◆ **What needs to be done**
Work out how many lines of the data below contain the string "whitewater", treating uppercase and lowercase letters as different. Reply with the number alone.

◆ **Input**

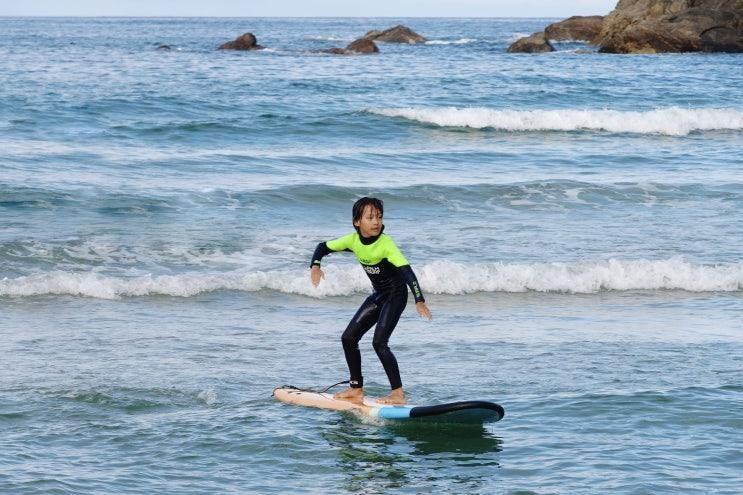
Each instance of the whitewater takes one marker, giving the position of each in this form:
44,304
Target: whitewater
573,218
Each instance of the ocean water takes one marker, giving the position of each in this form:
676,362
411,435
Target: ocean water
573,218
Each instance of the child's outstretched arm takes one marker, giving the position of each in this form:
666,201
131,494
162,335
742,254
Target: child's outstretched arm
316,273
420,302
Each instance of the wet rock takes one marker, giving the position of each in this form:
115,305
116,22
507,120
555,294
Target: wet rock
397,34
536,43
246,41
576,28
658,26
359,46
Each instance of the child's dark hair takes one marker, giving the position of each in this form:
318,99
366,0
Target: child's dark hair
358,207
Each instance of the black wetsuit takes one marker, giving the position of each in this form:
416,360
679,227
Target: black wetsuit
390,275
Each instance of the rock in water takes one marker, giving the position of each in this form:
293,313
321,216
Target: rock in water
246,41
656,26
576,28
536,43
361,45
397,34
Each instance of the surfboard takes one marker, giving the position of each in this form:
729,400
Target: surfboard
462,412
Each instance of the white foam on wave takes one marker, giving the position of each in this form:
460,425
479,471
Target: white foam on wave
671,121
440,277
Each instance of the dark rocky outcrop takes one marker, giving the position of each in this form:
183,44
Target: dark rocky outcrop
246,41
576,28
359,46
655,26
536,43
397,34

--

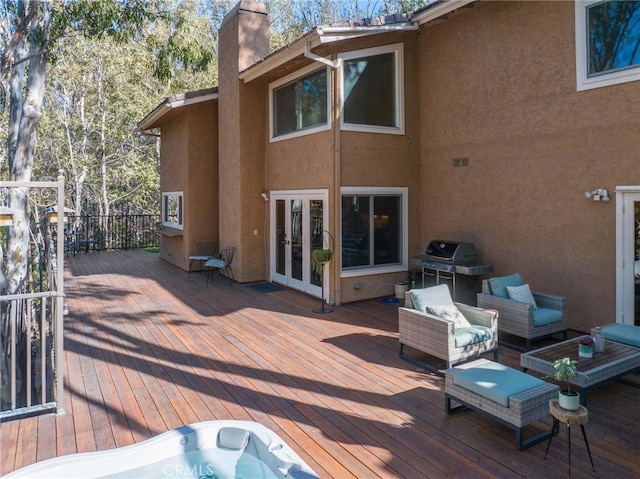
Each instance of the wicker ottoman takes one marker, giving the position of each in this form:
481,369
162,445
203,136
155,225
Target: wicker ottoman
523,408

◆ **Response to the task**
2